_Aim of the task_: Rewrite the records below, substituting "occurrence" for every "instance" and leaving all other text unchanged.

_Data excerpts_:
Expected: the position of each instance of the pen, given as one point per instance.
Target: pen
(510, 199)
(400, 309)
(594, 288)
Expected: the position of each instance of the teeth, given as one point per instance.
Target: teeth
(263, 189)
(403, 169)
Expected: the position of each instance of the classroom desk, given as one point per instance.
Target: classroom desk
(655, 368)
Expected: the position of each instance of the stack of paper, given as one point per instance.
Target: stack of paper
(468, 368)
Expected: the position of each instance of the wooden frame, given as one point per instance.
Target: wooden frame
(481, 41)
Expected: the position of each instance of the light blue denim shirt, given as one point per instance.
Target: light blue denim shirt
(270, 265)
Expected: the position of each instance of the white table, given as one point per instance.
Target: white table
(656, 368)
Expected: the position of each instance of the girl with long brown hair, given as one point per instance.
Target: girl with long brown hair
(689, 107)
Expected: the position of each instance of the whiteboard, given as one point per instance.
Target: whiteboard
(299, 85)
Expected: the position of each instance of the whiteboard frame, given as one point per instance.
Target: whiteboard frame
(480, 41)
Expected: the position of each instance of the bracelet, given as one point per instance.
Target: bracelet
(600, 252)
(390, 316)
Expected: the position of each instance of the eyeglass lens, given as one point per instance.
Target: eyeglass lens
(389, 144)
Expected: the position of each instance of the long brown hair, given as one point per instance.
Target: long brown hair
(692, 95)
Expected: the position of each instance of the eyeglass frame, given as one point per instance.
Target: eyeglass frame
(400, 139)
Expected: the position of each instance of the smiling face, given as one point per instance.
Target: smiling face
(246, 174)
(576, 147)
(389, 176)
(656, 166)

_Answer to this problem_:
Expected: the position of each occurrence of the pen, given as one point per occurrence.
Target: pen
(510, 199)
(400, 309)
(594, 288)
Expected: the position of each occurrence of the teeth, given as one point per occurrence.
Target: teeth
(263, 189)
(403, 169)
Expected: the position of each occurrence of the classroom desk, given as one point per occurrence.
Target: classroom desk
(655, 368)
Expected: the position of each occurrence of the stack of paper, given as one point per occurrence.
Target: stack of paper
(468, 368)
Expected: the position of each occurrence of the wooden frame, given as one point per occurrence.
Target: wooden frame
(481, 41)
Expected: the position of each occurrence of the light blue denim shirt, given as one point per occurrence.
Target: light blue denim shirt
(270, 265)
Expected: the position of each occurrence of the white table, given as one point per occurrence.
Target: white table
(656, 368)
Expected: the position of each occurrence of the girl with long brown hair, given as one point per occurrence.
Target: girl with long brown hair
(689, 107)
Expected: the position of each occurrence of the whiteboard, given as one point per occurrence.
Target: whiteboard
(299, 85)
Expected: the position of each occurrence of the whiteboard frame, given as one point per occurrence.
Target: whiteboard frame
(480, 41)
Expected: the position of each occurrence of the bracelet, given as one point per occurrence.
Target: bracelet
(600, 252)
(390, 316)
Expected: the position of each occurrence of the eyeglass lens, given as one point per occurrence.
Target: eyeglass lens
(389, 144)
Expected: the position of each occurrence of the long brown hair, given as one point per occurrence.
Target: long brown hair
(692, 95)
Expected: the position of each occurrence of the eyeglass frame, given as one point per occurrence.
Target: eyeglass frame
(400, 139)
Expected: the position of each occurrence of the smiling face, given as one point per occurrence.
Target: smiling face
(246, 174)
(576, 147)
(389, 176)
(656, 166)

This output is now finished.